Instructions for the task:
Repeat the antenna passage word for word, from "As described in" to "and thus unfavorable.".

Page text:

As illustrated in FIG. 1, the mounting area of the first antenna conductor 14 and the second antenna conductor 16 of the antenna unit 10 of the working example 1 is an area having a length L1 of 9.5 mm and a width W1 of 11.5 mm. For reference, the base board has a length L2 of 35 mm and a width W2 of 25 mm. Further, the capacitance of the chip capacitor 26 of the first connection part 18 is 0.1 pF, and the inductance of the chip inductor 28 of the second connection part 20 is 1.1 nH.

Further, for reference, Table 1 describes the average band width efficiency in the LB band and the average band width efficiency in the HB band of an antenna unit of a comparative example.

FIG. 3 is a partially enlarged view of a wireless communication device including the antenna unit of the comparative example.

As illustrated in FIG. 3, an antenna unit 110 of a wireless communication device 150 of the comparative example includes an antenna conductor 114 having a triangular shape whose width expands as the distance from a feed point 122 increases. The footprint of the antenna conductor 114 is substantially equal to the footprint of the first antenna conductor 14 and the second antenna conductor 16 of the antenna unit 10 according to the present embodiment 1 (working example 1). Further, the antenna unit 110 of the comparative example includes a matching circuit 124 that provides matching between the feed point 122 and the antenna conductor 114 in a low frequency band LB and a high frequency band HB, which are similar to those in the antenna unit 10 of the working example 1.

FIG. 4 illustrates frequency characteristics (matching completed) of return loss of the antenna unit according to the embodiment 1 (working example 1) and the antenna unit of the comparative example.

As illustrated in FIG. 4, in both the antenna unit 10 of the working example 1 (dashed line) and the antenna unit 110 of the comparative example (solid line), in the range where the return loss is at a practical level of 10 dB or higher, the matching is provided in both the low frequency band LB and the high frequency band HB.

As described in Table 1 described above, the antenna unit 110 of the comparative example has a higher average efficiency value compared with −1.0 dB (practical level) in the high frequency band HB, and thus has a favorable efficiency. However, in the low frequency band LB, the average efficiency value is −2.2 dB and thus unfavorable.

Data block:
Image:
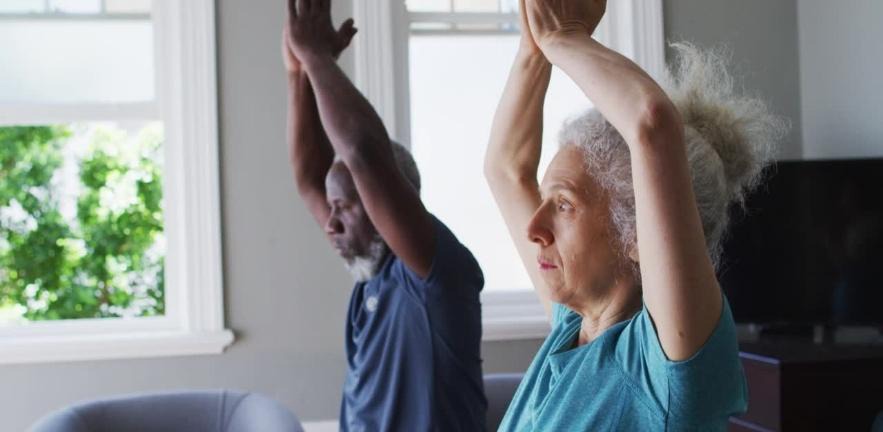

Reply to the exercise:
As described in Table 1 described above, the antenna unit 110 of the comparative example has a higher average efficiency value compared with −1.0 dB (practical level) in the high frequency band HB, and thus has a favorable efficiency. However, in the low frequency band LB, the average efficiency value is −2.2 dB and thus unfavorable.